Pull out each line of the material below that contains the string "pumpkin", copying every such line in full. Case counts.
^^^^
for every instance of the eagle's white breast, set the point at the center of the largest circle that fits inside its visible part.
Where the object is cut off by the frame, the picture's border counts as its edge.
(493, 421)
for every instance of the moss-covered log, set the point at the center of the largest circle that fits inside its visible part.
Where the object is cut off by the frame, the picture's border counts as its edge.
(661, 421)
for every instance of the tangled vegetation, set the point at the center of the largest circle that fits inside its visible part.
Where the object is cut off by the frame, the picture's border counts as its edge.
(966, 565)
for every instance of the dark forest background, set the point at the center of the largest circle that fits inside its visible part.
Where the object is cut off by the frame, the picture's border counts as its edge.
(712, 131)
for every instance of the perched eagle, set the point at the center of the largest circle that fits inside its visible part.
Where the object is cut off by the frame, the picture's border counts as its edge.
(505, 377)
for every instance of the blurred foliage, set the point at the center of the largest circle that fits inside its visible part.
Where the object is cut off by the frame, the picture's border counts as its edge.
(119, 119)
^^^^
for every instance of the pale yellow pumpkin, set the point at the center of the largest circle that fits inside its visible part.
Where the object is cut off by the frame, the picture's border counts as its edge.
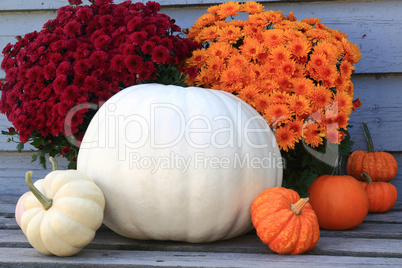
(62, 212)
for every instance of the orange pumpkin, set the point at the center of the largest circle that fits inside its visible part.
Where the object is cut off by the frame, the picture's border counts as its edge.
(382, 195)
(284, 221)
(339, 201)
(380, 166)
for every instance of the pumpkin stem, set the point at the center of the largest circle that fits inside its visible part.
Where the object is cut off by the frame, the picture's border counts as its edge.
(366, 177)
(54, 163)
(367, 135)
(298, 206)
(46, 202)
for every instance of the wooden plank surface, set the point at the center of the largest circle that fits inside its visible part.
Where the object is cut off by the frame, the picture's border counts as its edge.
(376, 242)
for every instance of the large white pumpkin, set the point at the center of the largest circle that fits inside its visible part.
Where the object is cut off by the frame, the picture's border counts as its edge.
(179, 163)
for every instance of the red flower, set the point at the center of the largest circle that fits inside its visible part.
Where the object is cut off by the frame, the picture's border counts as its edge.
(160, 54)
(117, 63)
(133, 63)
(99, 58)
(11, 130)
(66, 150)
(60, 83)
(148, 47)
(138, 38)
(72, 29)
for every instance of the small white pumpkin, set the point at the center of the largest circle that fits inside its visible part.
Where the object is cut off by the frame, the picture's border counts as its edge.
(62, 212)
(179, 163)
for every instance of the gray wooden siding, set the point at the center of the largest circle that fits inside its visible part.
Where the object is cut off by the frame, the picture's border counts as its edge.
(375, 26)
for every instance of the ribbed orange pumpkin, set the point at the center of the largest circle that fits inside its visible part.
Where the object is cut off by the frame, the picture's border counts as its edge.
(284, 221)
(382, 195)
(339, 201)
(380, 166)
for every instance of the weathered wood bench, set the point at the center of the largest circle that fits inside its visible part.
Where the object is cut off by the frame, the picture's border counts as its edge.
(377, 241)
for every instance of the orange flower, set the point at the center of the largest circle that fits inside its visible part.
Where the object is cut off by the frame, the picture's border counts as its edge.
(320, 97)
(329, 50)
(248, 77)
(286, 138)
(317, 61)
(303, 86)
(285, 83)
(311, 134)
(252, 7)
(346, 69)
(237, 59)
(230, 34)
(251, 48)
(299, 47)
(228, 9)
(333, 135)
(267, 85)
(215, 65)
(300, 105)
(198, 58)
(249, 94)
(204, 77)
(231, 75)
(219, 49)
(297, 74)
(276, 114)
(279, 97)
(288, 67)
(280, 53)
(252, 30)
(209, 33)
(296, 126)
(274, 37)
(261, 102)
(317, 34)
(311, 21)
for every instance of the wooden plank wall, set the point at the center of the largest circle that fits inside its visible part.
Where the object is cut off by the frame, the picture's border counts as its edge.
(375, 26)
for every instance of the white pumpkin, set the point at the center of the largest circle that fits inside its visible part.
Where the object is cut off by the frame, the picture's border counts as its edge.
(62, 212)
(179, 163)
^^^^
> _FINISHED TASK_
for every instance of the pale yellow pumpkin, set the point at the center of the largest circle that fits inside its visible part.
for every instance of the orange pumpkin, set the point at the center of the largest circle that fits inside its visible part.
for every instance of the pumpkin stem, set the point at the center of the largest circle that fits inside its visible part.
for every instance of the large white pumpkin, set the point at the center of the largest circle that fits inside its visible part.
for every instance of the small white pumpkin, set the point at the center of the largest circle that fits inside its visible part.
for every instance of the ribbed orange pumpkin, set the point at the center of the largest circle that fits inside its visible part.
for every instance of the white pumpkin, set the point at the center of the largest circle that fits inside its visible part.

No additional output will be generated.